# [PROVIDED PASSAGE]
Apple Sued Over 'Diverse' Emojis Which Is All Idea and No Specific Expression
from the frowny-face dept
The inability of someone to understand the idea/expression dichotomy in copyright law strikes again! For those of you not familiar with this nuance to copyright law, it essentially boils down to creative expression being a valid target for copyright protection, whereas broader ideas are not. In other words, the creator of Batman can absolutely have a copyright on Batman as a character, but cannot copyright a superhero who is basically a rich crazy guy who fights crime in a cape and cowl with a symbol of an animal on his chest. You get it.
Katrina Parrott, who came up with some original emojis of a more diverse nature than previously made, does not get it. She sued Apple late last year, claiming copyright infringement after Apple came out with its own diverse emojis.

# [WORK REQUIRED]
Please retype the Apple emoji lawsuit article in full, word for word.

# [GIVEN RECORDS]
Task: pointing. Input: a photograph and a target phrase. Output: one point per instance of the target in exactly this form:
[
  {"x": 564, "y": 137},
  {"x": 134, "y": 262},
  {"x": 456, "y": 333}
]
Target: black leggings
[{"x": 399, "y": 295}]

# [EXERCISE ANSWER]
Apple Sued Over 'Diverse' Emojis Which Is All Idea and No Specific Expression
from the frowny-face dept
The inability of someone to understand the idea/expression dichotomy in copyright law strikes again! For those of you not familiar with this nuance to copyright law, it essentially boils down to creative expression being a valid target for copyright protection, whereas broader ideas are not. In other words, the creator of Batman can absolutely have a copyright on Batman as a character, but cannot copyright a superhero who is basically a rich crazy guy who fights crime in a cape and cowl with a symbol of an animal on his chest. You get it.
Katrina Parrott, who came up with some original emojis of a more diverse nature than previously made, does not get it. She sued Apple late last year, claiming copyright infringement after Apple came out with its own diverse emojis.